_Problem statement_: Please reproduce each of the records below word for word, changing nothing.

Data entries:
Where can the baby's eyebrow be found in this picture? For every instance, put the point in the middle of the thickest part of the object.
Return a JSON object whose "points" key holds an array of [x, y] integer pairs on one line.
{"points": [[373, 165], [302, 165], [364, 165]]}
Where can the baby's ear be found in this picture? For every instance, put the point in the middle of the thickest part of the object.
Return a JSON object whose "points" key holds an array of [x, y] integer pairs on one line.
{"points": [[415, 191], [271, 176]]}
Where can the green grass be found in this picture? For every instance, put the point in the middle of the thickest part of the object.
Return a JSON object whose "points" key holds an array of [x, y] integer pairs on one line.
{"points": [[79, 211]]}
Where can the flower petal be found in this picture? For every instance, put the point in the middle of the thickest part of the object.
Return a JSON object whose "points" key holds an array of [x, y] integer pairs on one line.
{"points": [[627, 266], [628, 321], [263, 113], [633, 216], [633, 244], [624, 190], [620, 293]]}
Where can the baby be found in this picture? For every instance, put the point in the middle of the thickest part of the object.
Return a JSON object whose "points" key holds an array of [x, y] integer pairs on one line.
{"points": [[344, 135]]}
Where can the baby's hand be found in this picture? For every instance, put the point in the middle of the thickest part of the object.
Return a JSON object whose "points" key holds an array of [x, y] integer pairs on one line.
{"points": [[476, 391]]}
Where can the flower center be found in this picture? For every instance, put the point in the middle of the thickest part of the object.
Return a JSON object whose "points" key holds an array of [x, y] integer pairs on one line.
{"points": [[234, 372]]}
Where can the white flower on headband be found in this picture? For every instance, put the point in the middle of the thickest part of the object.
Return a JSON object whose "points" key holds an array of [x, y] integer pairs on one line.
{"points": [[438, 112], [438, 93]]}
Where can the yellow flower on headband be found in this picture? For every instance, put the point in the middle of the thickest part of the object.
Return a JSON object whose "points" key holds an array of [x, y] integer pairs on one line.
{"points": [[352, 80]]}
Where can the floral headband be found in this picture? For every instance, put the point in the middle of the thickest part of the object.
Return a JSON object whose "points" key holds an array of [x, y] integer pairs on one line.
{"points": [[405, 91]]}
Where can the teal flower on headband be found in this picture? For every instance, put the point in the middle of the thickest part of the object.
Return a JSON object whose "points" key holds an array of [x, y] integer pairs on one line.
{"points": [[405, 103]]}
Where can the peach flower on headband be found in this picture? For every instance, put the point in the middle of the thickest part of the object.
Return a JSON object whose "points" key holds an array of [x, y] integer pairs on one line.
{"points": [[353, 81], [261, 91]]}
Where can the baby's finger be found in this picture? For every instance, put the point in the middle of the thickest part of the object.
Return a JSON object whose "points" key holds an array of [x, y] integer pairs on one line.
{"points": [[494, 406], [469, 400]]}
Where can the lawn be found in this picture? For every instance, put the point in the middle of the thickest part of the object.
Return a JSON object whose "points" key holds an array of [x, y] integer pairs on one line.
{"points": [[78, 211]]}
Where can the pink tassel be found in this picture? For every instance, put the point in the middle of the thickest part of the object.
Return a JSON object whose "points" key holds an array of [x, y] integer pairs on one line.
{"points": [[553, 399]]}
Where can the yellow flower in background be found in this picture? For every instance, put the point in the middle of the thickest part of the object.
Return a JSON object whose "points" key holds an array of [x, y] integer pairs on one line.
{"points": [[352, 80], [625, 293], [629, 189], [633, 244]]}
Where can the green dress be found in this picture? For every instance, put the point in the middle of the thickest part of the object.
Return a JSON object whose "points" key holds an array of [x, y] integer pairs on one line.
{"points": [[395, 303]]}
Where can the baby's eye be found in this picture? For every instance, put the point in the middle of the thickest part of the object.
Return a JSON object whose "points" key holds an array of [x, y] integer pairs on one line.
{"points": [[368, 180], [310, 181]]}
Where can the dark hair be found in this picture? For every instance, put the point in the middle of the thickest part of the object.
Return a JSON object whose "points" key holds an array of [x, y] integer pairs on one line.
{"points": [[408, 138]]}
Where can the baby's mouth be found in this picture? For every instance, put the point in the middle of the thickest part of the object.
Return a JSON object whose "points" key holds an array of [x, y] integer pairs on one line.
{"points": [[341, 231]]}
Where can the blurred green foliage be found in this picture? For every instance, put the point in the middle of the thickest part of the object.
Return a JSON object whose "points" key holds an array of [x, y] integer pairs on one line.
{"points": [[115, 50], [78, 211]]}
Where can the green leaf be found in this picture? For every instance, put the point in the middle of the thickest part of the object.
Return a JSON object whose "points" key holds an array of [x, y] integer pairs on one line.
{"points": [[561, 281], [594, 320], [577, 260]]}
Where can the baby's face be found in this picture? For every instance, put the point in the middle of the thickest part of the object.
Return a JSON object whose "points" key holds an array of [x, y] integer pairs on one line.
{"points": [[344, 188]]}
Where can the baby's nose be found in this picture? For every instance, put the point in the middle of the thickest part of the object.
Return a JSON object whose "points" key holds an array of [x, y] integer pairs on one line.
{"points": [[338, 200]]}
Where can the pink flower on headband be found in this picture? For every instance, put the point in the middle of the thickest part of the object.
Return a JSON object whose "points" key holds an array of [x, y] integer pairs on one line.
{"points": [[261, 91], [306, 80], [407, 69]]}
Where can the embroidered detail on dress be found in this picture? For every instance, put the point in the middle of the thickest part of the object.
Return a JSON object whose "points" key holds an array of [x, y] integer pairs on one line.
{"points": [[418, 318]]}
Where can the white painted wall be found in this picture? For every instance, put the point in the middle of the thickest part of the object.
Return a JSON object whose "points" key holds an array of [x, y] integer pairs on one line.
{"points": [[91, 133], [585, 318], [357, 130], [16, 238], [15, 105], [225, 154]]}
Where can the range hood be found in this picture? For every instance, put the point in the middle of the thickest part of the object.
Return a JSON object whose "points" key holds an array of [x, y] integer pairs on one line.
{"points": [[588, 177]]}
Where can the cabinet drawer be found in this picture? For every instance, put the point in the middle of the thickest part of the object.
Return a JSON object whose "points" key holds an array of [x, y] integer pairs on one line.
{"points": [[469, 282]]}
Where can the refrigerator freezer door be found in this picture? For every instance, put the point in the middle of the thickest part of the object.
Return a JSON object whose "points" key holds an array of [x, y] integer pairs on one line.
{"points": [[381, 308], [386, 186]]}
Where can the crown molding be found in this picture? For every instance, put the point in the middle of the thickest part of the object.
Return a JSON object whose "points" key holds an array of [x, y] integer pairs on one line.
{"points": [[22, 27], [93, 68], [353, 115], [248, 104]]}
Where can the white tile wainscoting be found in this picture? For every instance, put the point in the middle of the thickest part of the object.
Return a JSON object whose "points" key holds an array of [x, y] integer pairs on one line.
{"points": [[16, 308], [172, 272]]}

_Written reply_:
Where can the baby's eyebrow be found in this picture? For every instance, put the point in the middle of the thickest part of the object.
Return a JSON object whose "points" key holds an array of [x, y] integer pairs on one line.
{"points": [[373, 165], [302, 165], [364, 165]]}
Where can the baby's ear be found in this picture? For every instance, put the point in the middle of the thickest part of the object.
Return a JSON object whose "points" key holds an array of [x, y] integer pairs on one line.
{"points": [[415, 191], [271, 176]]}
Where can the green grass be found in this picture? For every instance, put the point in the middle of the thickest part of the object.
Return a JSON object whose "points" key holds an array of [x, y] integer pairs on one line.
{"points": [[79, 211]]}
Where can the flower petal be found in this picture? For every instance, put the point in the middle of the thickest part of the object.
Return a JSON object whose "points" key holds an array of [x, y] integer pairs on one line.
{"points": [[627, 266], [628, 321], [263, 113], [633, 216], [633, 244], [624, 190], [620, 293]]}
Where can the baby be found in this picture? For every instance, put the point in the middle of the thickest part of the object.
Return a JSON object whose "points" key holds an array of [x, y] integer pairs on one line.
{"points": [[344, 135]]}
Where can the baby's hand be found in this picture? For every instance, put the point in the middle of the thickest part of the object.
Return a JSON object whose "points" key holds an array of [x, y] integer pairs on one line.
{"points": [[476, 391]]}
Where can the flower center be found in this picture? For every instance, put the point in the middle of the thickest part of the object.
Return a JSON object whose "points" key holds an array of [x, y] integer pairs on one line.
{"points": [[234, 372]]}
Where can the white flower on headband be found in this picture? For every instance, put the point in the middle of the thickest part of the object.
Return a JSON object whose "points" key holds an array of [x, y] integer pairs on one line.
{"points": [[438, 112], [438, 93]]}
Where can the yellow flower on headband be found in this picture? For every instance, put the point in the middle of the thickest part of the object.
Return a JSON object whose "points" key holds an array of [x, y] integer pairs on one line.
{"points": [[352, 80]]}
Where can the floral headband be found in this picture? For every instance, put the point in the middle of the thickest part of the object.
Return a JSON object whose "points" key holds an array of [x, y] integer pairs on one line.
{"points": [[405, 91]]}
Where can the teal flower on headband be found in this picture? For every instance, put the point in the middle of the thickest part of the object.
Return a JSON object whose "points" key holds an array of [x, y] integer pairs on one line.
{"points": [[405, 103]]}
Where can the peach flower on headband be found in this picture? For every instance, put the point in the middle of the thickest part of the object.
Return a JSON object whose "points" key holds an array of [x, y] integer pairs on one line.
{"points": [[353, 81], [261, 91]]}
Where can the baby's finger be found in this picture? For every instance, put the point in the middle of the thickest part of the object.
Return a JSON object whose "points" key holds an array of [x, y] integer pairs on one line.
{"points": [[494, 406], [469, 400]]}
Where can the lawn be found in this picture? For every instance, put the point in the middle of the thickest part of the object.
Return a JSON object whose "points" key holds an array of [x, y] integer pairs on one line.
{"points": [[78, 211]]}
Where can the pink tassel be found in this picture? For every instance, put the point in the middle of the thickest part of the object.
Return a JSON object whose "points" key holds an array of [x, y] integer pairs on one line.
{"points": [[553, 399]]}
Where can the yellow flower in background be found in this picture? For every instance, put the point in the middle of the thickest part of the object.
Return a JSON object whose "points" key holds an array of [x, y] integer pairs on one line.
{"points": [[352, 80], [625, 293], [629, 189], [633, 244]]}
Where can the green dress be found in this picture? For every instance, put the point in the middle of the thickest part of the object.
Return a JSON object whose "points" key holds an array of [x, y] integer pairs on one line.
{"points": [[395, 303]]}
Where can the baby's eye be found in this picture? For every instance, put the point in the middle of the thickest part of the object.
Return a JSON object whose "points" key holds an array of [x, y] integer pairs on one line.
{"points": [[368, 180], [310, 181]]}
Where can the dark hair be found in this picture? For every instance, put the point in the middle of the thickest part of the object.
Return a JSON object whose "points" key holds an array of [x, y] integer pairs on one line.
{"points": [[408, 138]]}
Where can the baby's mouth be found in this picture? For every instance, put the point in the middle of the thickest part of the object.
Return a JSON object whose "points" key holds an array of [x, y] integer pairs on one line.
{"points": [[341, 231]]}
Where can the blurred green foliage be found in this picture? For every instance, put the point in the middle of the thickest part of the object.
Return a JSON object whose "points" key holds an array of [x, y] integer pairs on one line.
{"points": [[115, 50], [78, 211]]}
Where can the green leaf be found in this picture? For every instance, put the point in the middle of the thickest part of the object.
Return a JSON object whose "points" key holds an array of [x, y] integer pairs on one line.
{"points": [[561, 281], [594, 320], [577, 260]]}
Where can the baby's face be found in this picture? For every instance, put the point in the middle of the thickest part of the object.
Return a JSON object whose "points" key holds an array of [x, y] integer pairs on one line.
{"points": [[344, 188]]}
Where can the baby's nose be found in this picture? For every instance, put the point in the middle of the thickest part of the object.
Return a JSON object whose "points" key holds an array of [x, y] integer pairs on one line.
{"points": [[338, 200]]}
Where can the pink flower on headband be found in this picture? For every instance, put the point in the middle of the thickest part of the object.
Return a JSON object whose "points" key holds an array of [x, y] integer pairs on one line.
{"points": [[261, 91], [306, 80], [407, 69]]}
Where can the embroidered detail on dress be found in this picture? For every instance, put the point in the middle of the thickest part of the object.
Return a JSON object whose "points" key holds an array of [x, y] integer pairs on one line.
{"points": [[418, 318]]}
Where can the white painted wall be found in this picture? For every instance, put the point in the middle of the thickest part of the object.
Return a JSON object whose "points" key holds an array of [x, y] integer pairs on one line.
{"points": [[91, 133], [585, 318], [357, 130], [16, 238], [15, 105], [225, 154]]}
Where can the range hood be found in this picture? For every instance, put the point in the middle of the thickest part of the object.
Return a JSON object whose "points" key holds an array of [x, y] integer pairs on one line.
{"points": [[588, 177]]}
Where can the cabinet drawer be found in this picture? For every instance, put the point in the middle of the thickest part of the object.
Return a JSON object whose "points" key holds an array of [x, y] integer pairs on one line.
{"points": [[469, 282]]}
Where can the refrigerator freezer door be found in this picture? For every instance, put the point in the middle of the thickest part of the object.
Return a JSON object whose "points" key holds an array of [x, y] integer pairs on one line.
{"points": [[381, 308], [386, 186]]}
Where can the crown molding be found in this picture? For every instance, put the point in the middle of the thickest part of the object.
Return a JSON object whose "points" key holds an array of [x, y] integer pairs on one line.
{"points": [[22, 27], [93, 68], [353, 115], [248, 104]]}
Where can the white tile wainscoting be found in this picture? For every instance, put the point in the middle of the thickest part of the object.
Return a JSON object whose "points" key holds an array of [x, y] integer pairs on one line.
{"points": [[16, 308], [172, 272]]}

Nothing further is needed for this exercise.